→ **What to do**
Copy the entries below word for word, omitting the pictures from your copy.
====
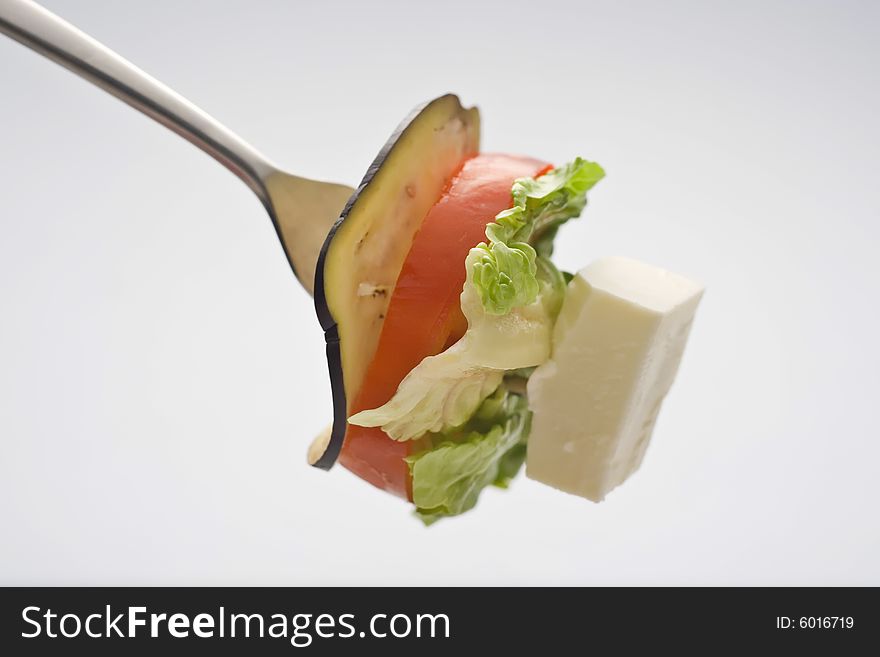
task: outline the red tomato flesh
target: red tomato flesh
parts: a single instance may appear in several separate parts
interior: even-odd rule
[[[510,207],[514,180],[549,169],[546,162],[499,154],[480,154],[463,164],[413,239],[352,414],[386,403],[423,358],[464,335],[459,297],[468,251],[485,241],[486,224]],[[350,424],[339,461],[374,486],[411,500],[403,459],[414,442],[392,440],[379,427]]]

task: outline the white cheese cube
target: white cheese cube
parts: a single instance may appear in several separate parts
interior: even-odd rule
[[[551,359],[528,383],[528,477],[599,502],[639,467],[702,294],[629,258],[572,279]]]

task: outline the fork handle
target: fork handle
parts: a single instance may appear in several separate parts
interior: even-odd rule
[[[238,135],[186,98],[32,0],[0,0],[0,32],[61,64],[220,162],[266,204],[276,171]]]

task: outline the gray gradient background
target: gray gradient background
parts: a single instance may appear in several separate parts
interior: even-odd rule
[[[880,584],[880,4],[46,4],[315,177],[455,91],[606,167],[562,266],[708,291],[623,488],[425,530],[305,465],[323,339],[257,200],[0,39],[0,583]]]

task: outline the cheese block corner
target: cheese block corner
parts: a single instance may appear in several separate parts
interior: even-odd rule
[[[623,257],[568,285],[551,359],[528,383],[526,475],[595,502],[642,462],[703,293]]]

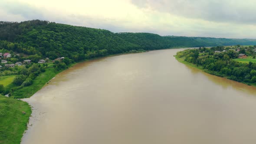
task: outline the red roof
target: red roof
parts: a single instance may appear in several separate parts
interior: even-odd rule
[[[7,56],[9,54],[10,54],[10,53],[5,53],[5,54],[3,54],[3,56]]]

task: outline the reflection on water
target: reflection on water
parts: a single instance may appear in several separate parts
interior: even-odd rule
[[[202,72],[201,70],[195,68],[190,66],[188,66],[187,67],[191,70],[192,73],[195,74],[197,73],[203,74],[206,75],[211,81],[217,85],[222,86],[223,88],[226,89],[232,87],[233,88],[241,91],[243,92],[249,93],[249,94],[256,95],[256,87],[255,87],[249,86],[247,85],[227,79],[225,78],[213,75],[208,73]]]
[[[179,63],[180,49],[79,63],[25,101],[22,144],[255,144],[256,88]]]

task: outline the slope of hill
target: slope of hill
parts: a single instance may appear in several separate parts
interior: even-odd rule
[[[107,30],[39,20],[0,22],[0,48],[51,59],[65,56],[79,61],[131,50],[236,44],[256,45],[256,40],[114,33]]]

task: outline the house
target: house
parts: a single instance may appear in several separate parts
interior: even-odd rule
[[[244,54],[240,54],[239,55],[238,55],[238,58],[239,59],[245,59],[246,58],[247,58],[247,56]]]
[[[30,59],[26,59],[23,61],[23,63],[30,63],[31,62],[31,61]]]
[[[38,62],[39,63],[45,63],[45,62],[46,62],[45,60],[44,60],[43,59],[40,59]]]
[[[18,66],[20,66],[20,65],[22,65],[22,62],[17,62],[15,63],[15,65],[18,65]]]
[[[14,65],[13,63],[12,63],[10,64],[5,64],[5,65],[4,65],[4,66],[5,66],[6,67],[8,67],[9,68],[14,68],[14,66],[15,66],[15,65]]]
[[[3,55],[4,58],[10,58],[11,55],[10,53],[5,53]]]
[[[65,58],[65,57],[62,57],[61,58],[58,58],[55,59],[55,60],[61,61]]]
[[[7,60],[4,60],[4,59],[3,59],[1,61],[1,63],[7,63]]]

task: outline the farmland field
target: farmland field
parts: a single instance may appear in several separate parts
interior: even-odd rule
[[[4,86],[9,85],[13,81],[15,76],[16,75],[1,76],[0,77],[0,84],[3,85]]]

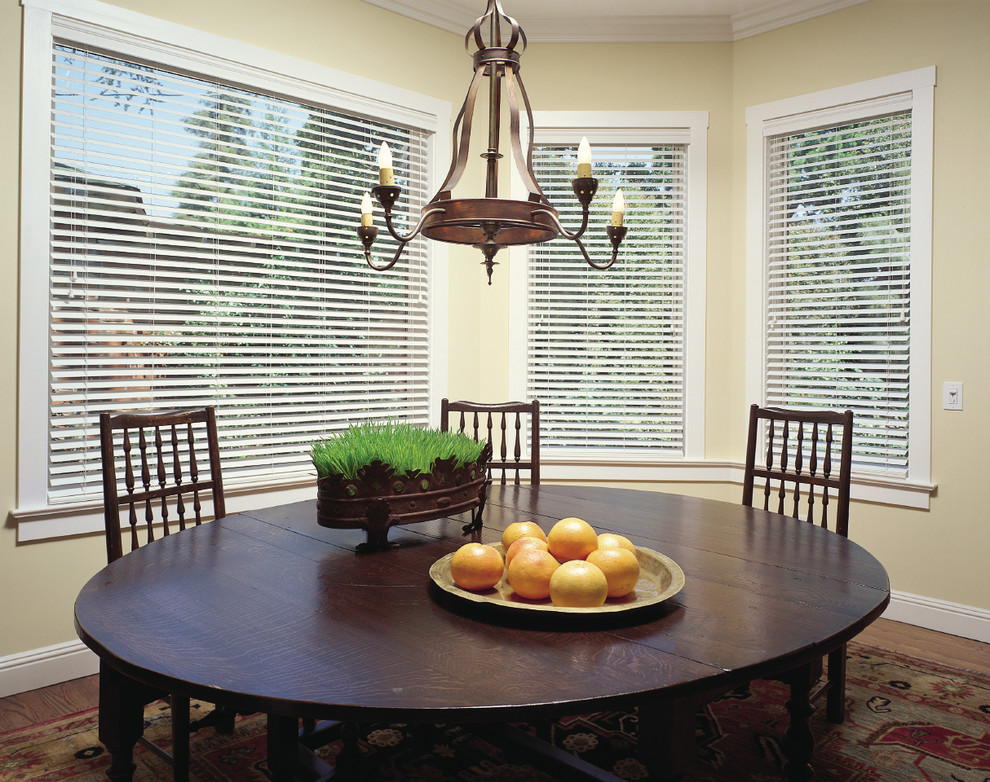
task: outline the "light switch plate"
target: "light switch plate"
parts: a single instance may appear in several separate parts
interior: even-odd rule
====
→ **Result for this task**
task: outline the red tomato flesh
target: red tomato flesh
parts: a single instance may appear in several separate parts
interior: even-odd rule
[[[510,207],[514,180],[549,169],[546,162],[499,154],[480,154],[463,164],[413,239],[352,414],[386,403],[423,358],[464,335],[459,297],[468,251],[485,241],[486,224]],[[350,424],[339,461],[374,486],[411,500],[403,459],[414,442],[392,440],[379,427]]]

task: outline the white cheese cube
target: white cheese cube
parts: a single instance may appear in several separate parts
interior: even-odd rule
[[[551,359],[528,383],[528,477],[599,502],[639,467],[702,294],[629,258],[572,279]]]

task: outline the fork handle
target: fork handle
parts: a single instance may appear in several separate parts
interior: even-odd rule
[[[238,135],[186,98],[32,0],[0,0],[0,32],[61,64],[220,162],[266,204],[276,171]]]

task: outline the gray gradient background
target: gray gradient background
parts: a single instance may appear in several separate parts
interior: even-odd rule
[[[880,584],[880,4],[46,4],[315,177],[455,91],[606,167],[562,266],[708,291],[623,488],[425,530],[305,465],[323,339],[257,200],[0,39],[0,583]]]

task: outline the cheese block corner
target: cheese block corner
parts: a single instance may appear in several separate parts
interior: even-odd rule
[[[623,257],[568,285],[551,359],[528,383],[526,475],[595,502],[642,462],[703,293]]]

task: outline the red roof
target: red roof
parts: a single instance may appear in several separate parts
interior: even-odd rule
[[[7,56],[9,54],[10,54],[10,53],[5,53],[5,54],[3,54],[3,56]]]

task: outline the reflection on water
target: reflection on water
parts: a single instance may appear in several separate parts
interior: even-odd rule
[[[202,72],[201,70],[195,68],[190,66],[188,66],[187,67],[191,70],[192,73],[195,74],[197,73],[203,74],[206,75],[211,81],[217,85],[222,86],[223,88],[226,89],[232,87],[233,88],[241,91],[243,92],[249,93],[249,94],[256,95],[256,87],[255,87],[249,86],[247,85],[227,79],[225,78],[213,75],[208,73]]]
[[[179,63],[180,49],[79,63],[25,101],[22,144],[255,144],[256,88]]]

task: outline the slope of hill
target: slope of hill
parts: a single instance may appear in several separate parts
interior: even-odd rule
[[[107,30],[39,20],[0,22],[0,48],[51,59],[65,56],[79,61],[131,50],[236,44],[256,45],[256,40],[114,33]]]

task: outline the house
target: house
parts: a single instance may appear in several separate parts
interior: even-odd rule
[[[244,54],[240,54],[239,55],[238,55],[238,58],[239,59],[245,59],[246,58],[247,58],[247,56]]]
[[[30,59],[26,59],[23,61],[23,63],[30,63],[31,62],[31,61]]]
[[[38,62],[39,63],[45,63],[45,62],[46,62],[45,60],[44,60],[43,59],[40,59]]]
[[[18,66],[20,66],[20,65],[22,65],[22,62],[17,62],[15,63],[15,65],[18,65]]]
[[[14,65],[13,63],[12,63],[10,64],[5,64],[5,65],[4,65],[4,66],[5,66],[6,67],[8,67],[9,68],[14,68],[14,66],[15,66],[15,65]]]
[[[3,55],[4,58],[10,58],[11,55],[10,53],[5,53]]]
[[[65,58],[65,57],[62,57],[61,58],[58,58],[55,59],[55,60],[61,61]]]
[[[7,60],[4,60],[4,59],[3,59],[1,61],[1,63],[7,63]]]

task: outline the farmland field
target: farmland field
parts: a single instance may appear in several separate parts
interior: even-odd rule
[[[4,86],[9,85],[13,81],[15,76],[16,75],[1,76],[0,77],[0,84],[3,85]]]

task: outline the "light switch plate"
target: "light switch plate"
parts: a single instance may appear in several separate parts
interior: even-odd rule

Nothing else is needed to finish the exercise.